Would you write the data out once more, exactly as it is?

↓↓↓

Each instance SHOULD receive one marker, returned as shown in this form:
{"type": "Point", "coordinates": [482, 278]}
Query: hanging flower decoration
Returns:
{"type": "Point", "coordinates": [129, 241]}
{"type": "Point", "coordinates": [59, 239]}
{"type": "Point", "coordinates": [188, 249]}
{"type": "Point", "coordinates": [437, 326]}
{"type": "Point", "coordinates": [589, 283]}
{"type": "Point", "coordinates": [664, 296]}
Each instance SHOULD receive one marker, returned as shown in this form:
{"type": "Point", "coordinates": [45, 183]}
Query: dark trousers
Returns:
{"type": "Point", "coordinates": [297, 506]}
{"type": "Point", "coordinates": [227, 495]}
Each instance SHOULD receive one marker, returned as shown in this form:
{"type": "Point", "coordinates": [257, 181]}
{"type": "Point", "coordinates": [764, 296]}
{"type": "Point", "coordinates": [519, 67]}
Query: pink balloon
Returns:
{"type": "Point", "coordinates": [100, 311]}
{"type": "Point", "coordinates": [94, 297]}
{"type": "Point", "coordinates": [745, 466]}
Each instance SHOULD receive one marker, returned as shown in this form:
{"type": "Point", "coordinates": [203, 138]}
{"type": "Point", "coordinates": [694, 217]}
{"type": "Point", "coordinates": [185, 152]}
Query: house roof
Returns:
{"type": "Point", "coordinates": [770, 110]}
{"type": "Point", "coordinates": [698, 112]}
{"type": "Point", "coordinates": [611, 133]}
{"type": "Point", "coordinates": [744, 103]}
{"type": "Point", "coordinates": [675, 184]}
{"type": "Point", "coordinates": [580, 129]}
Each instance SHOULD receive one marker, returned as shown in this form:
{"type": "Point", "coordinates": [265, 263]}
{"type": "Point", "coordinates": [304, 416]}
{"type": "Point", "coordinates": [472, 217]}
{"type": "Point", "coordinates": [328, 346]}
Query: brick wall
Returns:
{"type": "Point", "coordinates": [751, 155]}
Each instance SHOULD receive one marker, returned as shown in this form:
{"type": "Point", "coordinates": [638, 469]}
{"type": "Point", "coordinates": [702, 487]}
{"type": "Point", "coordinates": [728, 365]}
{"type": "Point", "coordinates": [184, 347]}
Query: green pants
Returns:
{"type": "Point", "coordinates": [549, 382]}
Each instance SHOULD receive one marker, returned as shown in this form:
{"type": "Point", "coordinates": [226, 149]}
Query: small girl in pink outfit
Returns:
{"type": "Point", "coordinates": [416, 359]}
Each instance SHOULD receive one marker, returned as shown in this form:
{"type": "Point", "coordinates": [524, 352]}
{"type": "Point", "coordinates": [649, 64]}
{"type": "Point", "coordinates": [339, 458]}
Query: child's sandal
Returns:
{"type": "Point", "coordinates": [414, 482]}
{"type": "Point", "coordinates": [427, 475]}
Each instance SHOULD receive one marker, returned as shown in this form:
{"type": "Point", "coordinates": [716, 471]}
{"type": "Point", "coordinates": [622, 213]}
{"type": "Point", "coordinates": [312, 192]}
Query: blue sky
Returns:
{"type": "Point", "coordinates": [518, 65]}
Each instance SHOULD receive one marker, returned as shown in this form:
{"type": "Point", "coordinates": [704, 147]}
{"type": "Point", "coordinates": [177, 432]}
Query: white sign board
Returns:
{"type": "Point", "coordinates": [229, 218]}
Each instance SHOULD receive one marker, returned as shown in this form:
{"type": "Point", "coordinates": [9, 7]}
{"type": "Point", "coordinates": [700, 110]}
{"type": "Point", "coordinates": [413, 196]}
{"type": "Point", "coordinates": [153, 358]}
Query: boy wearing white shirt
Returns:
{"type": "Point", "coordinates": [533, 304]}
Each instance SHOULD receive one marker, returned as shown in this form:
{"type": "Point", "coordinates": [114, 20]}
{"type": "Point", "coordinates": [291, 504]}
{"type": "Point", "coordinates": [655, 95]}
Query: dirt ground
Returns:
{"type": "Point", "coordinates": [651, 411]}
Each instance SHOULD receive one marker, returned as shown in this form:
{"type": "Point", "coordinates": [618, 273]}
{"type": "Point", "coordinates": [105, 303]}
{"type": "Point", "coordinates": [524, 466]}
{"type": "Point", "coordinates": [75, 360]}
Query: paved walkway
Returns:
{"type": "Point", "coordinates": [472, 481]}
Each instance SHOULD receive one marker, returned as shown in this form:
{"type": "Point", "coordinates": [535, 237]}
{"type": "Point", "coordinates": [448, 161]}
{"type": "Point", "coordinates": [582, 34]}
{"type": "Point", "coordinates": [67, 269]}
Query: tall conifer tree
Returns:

↑↑↑

▶ **RESPONSE BELOW**:
Each instance SHOULD receive one marker, returned as shown in this form:
{"type": "Point", "coordinates": [482, 278]}
Query: hanging flower decoration
Returns:
{"type": "Point", "coordinates": [129, 241]}
{"type": "Point", "coordinates": [59, 239]}
{"type": "Point", "coordinates": [188, 249]}
{"type": "Point", "coordinates": [437, 326]}
{"type": "Point", "coordinates": [589, 283]}
{"type": "Point", "coordinates": [664, 296]}
Each instance SHOULD receive one marker, returned as shown in this form:
{"type": "Point", "coordinates": [45, 183]}
Query: dark trousers
Returns:
{"type": "Point", "coordinates": [297, 506]}
{"type": "Point", "coordinates": [227, 495]}
Each instance SHOULD receive one marker, returned as shown in this form:
{"type": "Point", "coordinates": [257, 181]}
{"type": "Point", "coordinates": [764, 296]}
{"type": "Point", "coordinates": [519, 67]}
Query: pink balloon
Returns:
{"type": "Point", "coordinates": [100, 311]}
{"type": "Point", "coordinates": [94, 297]}
{"type": "Point", "coordinates": [745, 466]}
Each instance SHOULD receive one marker, returned as shown in this form:
{"type": "Point", "coordinates": [203, 138]}
{"type": "Point", "coordinates": [694, 217]}
{"type": "Point", "coordinates": [185, 152]}
Query: house roof
Returns:
{"type": "Point", "coordinates": [770, 110]}
{"type": "Point", "coordinates": [698, 112]}
{"type": "Point", "coordinates": [611, 133]}
{"type": "Point", "coordinates": [744, 103]}
{"type": "Point", "coordinates": [675, 184]}
{"type": "Point", "coordinates": [580, 129]}
Each instance SHOULD receive one marker, returned as shown in this form:
{"type": "Point", "coordinates": [265, 263]}
{"type": "Point", "coordinates": [304, 416]}
{"type": "Point", "coordinates": [472, 217]}
{"type": "Point", "coordinates": [328, 346]}
Query: brick wall
Returns:
{"type": "Point", "coordinates": [751, 155]}
Each instance SHOULD receive one marker, returned as shown in this form:
{"type": "Point", "coordinates": [638, 469]}
{"type": "Point", "coordinates": [702, 487]}
{"type": "Point", "coordinates": [728, 365]}
{"type": "Point", "coordinates": [184, 347]}
Query: green pants
Returns:
{"type": "Point", "coordinates": [549, 382]}
Each instance SHOULD receive one marker, returned as shown in this form:
{"type": "Point", "coordinates": [226, 149]}
Query: small girl in pink outfit
Returns:
{"type": "Point", "coordinates": [416, 359]}
Each instance SHOULD receive one marker, returned as shown in this form:
{"type": "Point", "coordinates": [524, 352]}
{"type": "Point", "coordinates": [649, 64]}
{"type": "Point", "coordinates": [339, 458]}
Query: child's sandal
Returns:
{"type": "Point", "coordinates": [414, 482]}
{"type": "Point", "coordinates": [427, 475]}
Each instance SHOULD receive one marker, returned as shown in this form:
{"type": "Point", "coordinates": [716, 471]}
{"type": "Point", "coordinates": [622, 213]}
{"type": "Point", "coordinates": [312, 192]}
Query: blue sky
Returns:
{"type": "Point", "coordinates": [518, 65]}
Each instance SHOULD receive one marker, returned as shown in this form:
{"type": "Point", "coordinates": [704, 147]}
{"type": "Point", "coordinates": [177, 432]}
Query: white sign board
Returns:
{"type": "Point", "coordinates": [229, 218]}
Each instance SHOULD receive one marker, returned as shown in this form:
{"type": "Point", "coordinates": [9, 7]}
{"type": "Point", "coordinates": [700, 110]}
{"type": "Point", "coordinates": [413, 196]}
{"type": "Point", "coordinates": [153, 358]}
Query: boy wearing white shirt
Returns:
{"type": "Point", "coordinates": [533, 304]}
Each instance SHOULD receive one marker, returned as shown in this form:
{"type": "Point", "coordinates": [114, 20]}
{"type": "Point", "coordinates": [291, 504]}
{"type": "Point", "coordinates": [655, 95]}
Query: dirt ground
Returns:
{"type": "Point", "coordinates": [651, 411]}
Each instance SHOULD receive one marker, returned as shown in this form:
{"type": "Point", "coordinates": [618, 273]}
{"type": "Point", "coordinates": [105, 303]}
{"type": "Point", "coordinates": [524, 466]}
{"type": "Point", "coordinates": [75, 360]}
Query: paved walkway
Returns:
{"type": "Point", "coordinates": [472, 481]}
Each instance SHOULD receive one marker, returned as shown in this form:
{"type": "Point", "coordinates": [535, 237]}
{"type": "Point", "coordinates": [448, 161]}
{"type": "Point", "coordinates": [582, 34]}
{"type": "Point", "coordinates": [67, 269]}
Query: tall conifer tree
Returns:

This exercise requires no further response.